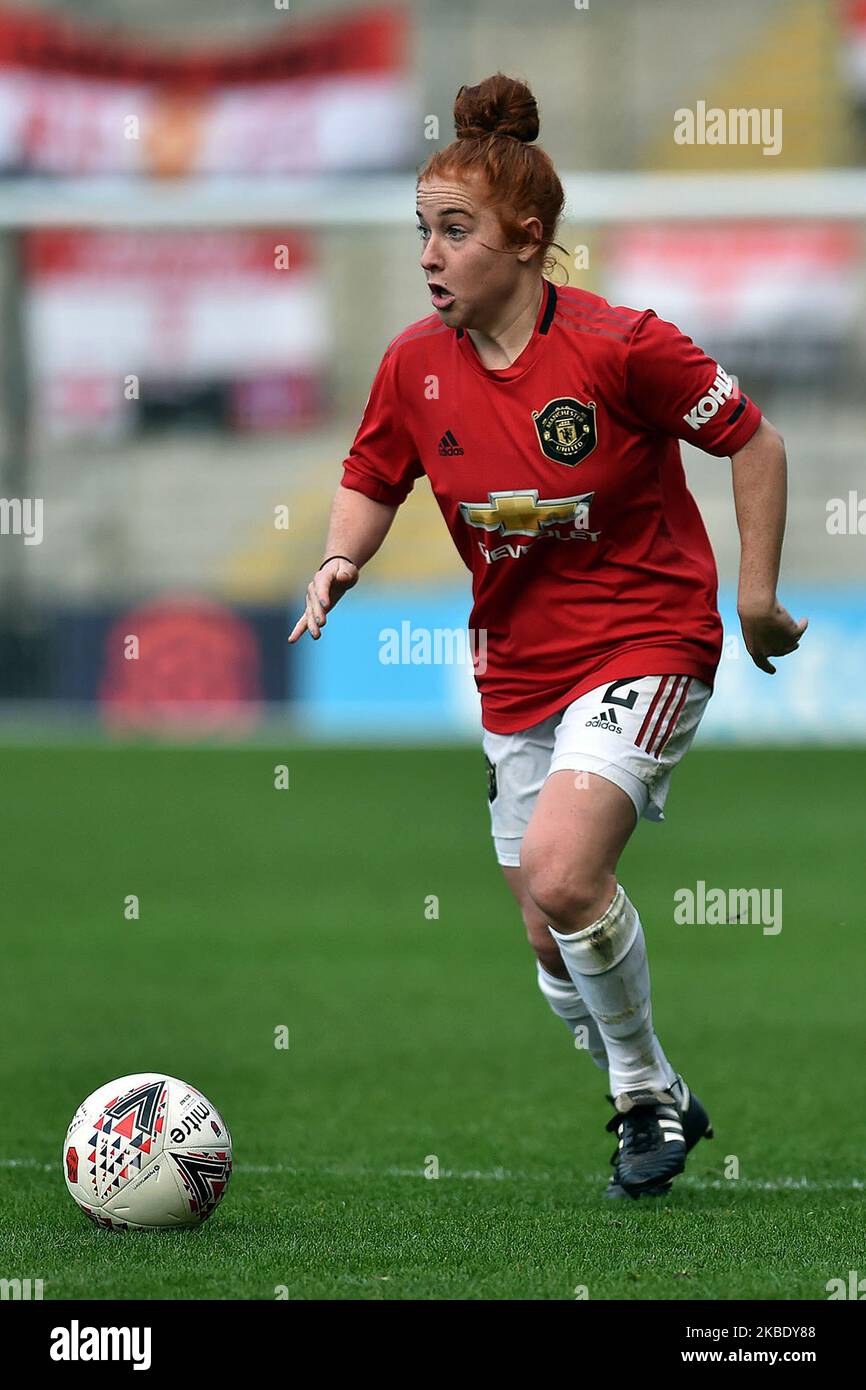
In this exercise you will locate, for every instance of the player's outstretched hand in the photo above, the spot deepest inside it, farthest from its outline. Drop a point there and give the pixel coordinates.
(324, 590)
(770, 631)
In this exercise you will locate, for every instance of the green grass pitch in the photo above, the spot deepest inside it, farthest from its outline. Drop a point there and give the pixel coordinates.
(412, 1036)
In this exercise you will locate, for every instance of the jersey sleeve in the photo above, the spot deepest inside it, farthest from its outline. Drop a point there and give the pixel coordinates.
(382, 462)
(674, 387)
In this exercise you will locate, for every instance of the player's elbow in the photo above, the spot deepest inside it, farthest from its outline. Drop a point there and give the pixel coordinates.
(766, 437)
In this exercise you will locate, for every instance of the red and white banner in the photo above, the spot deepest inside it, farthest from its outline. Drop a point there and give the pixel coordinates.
(243, 309)
(740, 281)
(324, 96)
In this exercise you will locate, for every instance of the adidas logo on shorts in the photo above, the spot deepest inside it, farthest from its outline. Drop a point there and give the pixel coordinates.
(605, 720)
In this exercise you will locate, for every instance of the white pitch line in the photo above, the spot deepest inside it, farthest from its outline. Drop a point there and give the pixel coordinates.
(499, 1175)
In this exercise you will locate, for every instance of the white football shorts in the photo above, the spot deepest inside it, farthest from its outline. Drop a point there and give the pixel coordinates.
(631, 731)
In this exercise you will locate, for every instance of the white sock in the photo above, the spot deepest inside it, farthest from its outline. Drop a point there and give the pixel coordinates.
(608, 965)
(566, 1002)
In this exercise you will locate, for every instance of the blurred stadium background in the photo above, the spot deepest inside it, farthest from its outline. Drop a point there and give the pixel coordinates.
(206, 242)
(170, 378)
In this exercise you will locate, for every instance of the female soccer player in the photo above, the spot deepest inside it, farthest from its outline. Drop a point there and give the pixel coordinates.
(548, 424)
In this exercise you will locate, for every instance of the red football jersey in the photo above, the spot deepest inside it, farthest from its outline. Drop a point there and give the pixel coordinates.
(562, 485)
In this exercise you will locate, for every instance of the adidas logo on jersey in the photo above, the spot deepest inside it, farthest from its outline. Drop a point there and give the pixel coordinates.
(605, 720)
(448, 445)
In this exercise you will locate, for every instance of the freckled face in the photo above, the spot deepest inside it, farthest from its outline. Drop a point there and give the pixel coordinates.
(458, 231)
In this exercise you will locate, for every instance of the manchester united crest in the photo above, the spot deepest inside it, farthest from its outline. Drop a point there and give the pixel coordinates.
(566, 430)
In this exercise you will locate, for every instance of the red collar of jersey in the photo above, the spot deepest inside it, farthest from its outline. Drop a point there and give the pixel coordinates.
(530, 352)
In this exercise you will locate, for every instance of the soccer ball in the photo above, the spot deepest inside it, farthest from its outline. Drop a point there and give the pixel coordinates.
(148, 1153)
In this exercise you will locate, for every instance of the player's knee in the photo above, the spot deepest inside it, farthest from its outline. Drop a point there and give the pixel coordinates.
(541, 941)
(565, 891)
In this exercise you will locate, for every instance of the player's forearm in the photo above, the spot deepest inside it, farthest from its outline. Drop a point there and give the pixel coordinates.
(759, 476)
(357, 526)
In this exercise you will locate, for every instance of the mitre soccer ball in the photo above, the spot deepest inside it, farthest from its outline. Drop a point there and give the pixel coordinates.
(148, 1153)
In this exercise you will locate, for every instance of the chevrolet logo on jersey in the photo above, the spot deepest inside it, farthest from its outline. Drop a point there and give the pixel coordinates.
(521, 513)
(566, 430)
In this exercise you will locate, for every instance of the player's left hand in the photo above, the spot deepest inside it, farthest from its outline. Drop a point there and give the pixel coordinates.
(769, 631)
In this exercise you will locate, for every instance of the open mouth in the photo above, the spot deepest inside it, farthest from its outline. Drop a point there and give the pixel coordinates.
(442, 298)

__TASK BRIEF__: Format the records above as a two-column CSV with the headers text and answer, one row per record. Put each record's text and its full answer in one quoted field each, with line breaks turned into spaces, and leave the pictures out.

__SOLUTION__:
text,answer
"In this exercise you will locate, for every instance of the player's outstretched hand in the photo above, the spot deepest inside it, farthest from its outline. Drop a point there and give the pixel coordinates.","(324, 590) (770, 631)"
"In this exercise you will locate, for every instance of the green grass pitch in the photo above, the spot deepest inside it, farthest from its outline. Drop a point there and give the pixel coordinates.","(412, 1036)"
"In this exercise you will locate, for every instance of the jersey sleeve in the photo above, the spot deepest inside it, farthest from its outline. Drop a point there and give the pixel coordinates.","(382, 462) (674, 387)"
"In this exercise you will locate, for every instance of the player's elbow in the photo above, the spot deepest inside it, farthest from its outline. Drop a point there and give the pixel coordinates.","(766, 437)"
"In this exercise you will locate, for every instance of the red and white banner in the photo above, the spot deepest inside it, farthest from its outline. Drop a point there and give the pixel coordinates.","(243, 309) (740, 281) (324, 96)"
"In this exercise you will locate, for every instance of the adidas logo on shorts in the photo above, the spot deepest inside it, farthest from its outline. Drop a point there and give the pixel coordinates.","(605, 720)"
"In this exercise you will locate, for every instance of the white pitch line in the photo above, the spot deepest inside it, farthest from its outline. Drop a point there and give the pixel coordinates.","(499, 1175)"
"In this exercise you will locate, for every instance of the white football shorts in the photo above, the spot deepest inside it, farthest from its outline. Drop a point there and give the pixel coordinates.","(631, 731)"
"In this exercise you will locate, for every instance of the white sock in the photo above, the spot deepest inside it, farthest from its outline. Drop a point there and give the pixel coordinates.","(608, 965) (566, 1002)"
"In this exercise you will locate, for every instance of the blurred stadium background in the photo above, the spot deepest inside it, farthest from its outline. Drop a point there and give the pixel coordinates.","(206, 242) (170, 378)"
"In this exercise you will locate, for every instance of the female soccer player in the photo above, the spot deepest inside it, farthest from its outline. Drop a point there and give the pixel coordinates.","(548, 424)"
"In this exercise you will locate, for every instance of the red football jersey in the photo above, the spot deepest inside it, farthest from its outline. Drop a point there and give the pixel coordinates.","(562, 485)"
"In this exercise you will locate, for every instance of the adidas logo on jersey in the photo above, the spot deepest inside it, farthest from its outline. Drop a point there and give the pixel coordinates.","(605, 720) (448, 445)"
"In this exercise you will locate, for every instance of the freckled face in the photo above, the spot deepest inside it, farthest from its outline. Drop a point there and give the pixel coordinates.","(458, 231)"
"In this exercise you will locate, for every instance of the manchester united crest in the photo above, the spot deepest inside it, farthest from its outline. Drop a point there and give the pixel coordinates.","(566, 430)"
"In this exercise you will locate, for every instance of the red collar of jersey in the photo above, the spot deepest inside it, farthest from its outline. Drop a point there and give the pixel coordinates.","(530, 352)"
"In this exercise you will locate, for every instance of the soccer ball in the photo above, the spot deepest inside it, farthest from its outline. Drop a point there and give the pixel coordinates.","(148, 1153)"
"In this exercise you will locate, for every instance of the player's knee in the photo above, the spot deepest inside it, farthest from its outline. Drop a point there and give the pixel coordinates.","(541, 941) (565, 891)"
"In this exercise you will locate, for every instance of the player's forearm in the photo above, the spot deepest inside it, farthest from its outline. Drop a point there and give the pixel coordinates.","(759, 476) (357, 526)"
"In this exercise you will locate, for every instance of the mitre soccer ball in the photo above, the spot deepest inside it, farthest from its outline. Drop a point there and give the pixel coordinates.","(148, 1153)"
"In this exercise you will locate, for every instance of the chevrolet logo on jersey in the photo above, the spot deepest inside it, farthest from its outline. Drop a point there and give the pixel coordinates.","(521, 513) (566, 430)"
"In this exercise you will locate, for every instance of the player's left hand in the photo above, the spot deepest inside it, farthest from its outline. Drop a point there and give the pixel coordinates.","(769, 631)"
"In this exercise you will locate, for every instance of the open mouth in the photo above, the spot deepest inside it, farthest from its outline. Drop a point there and give the pixel coordinates.","(442, 298)"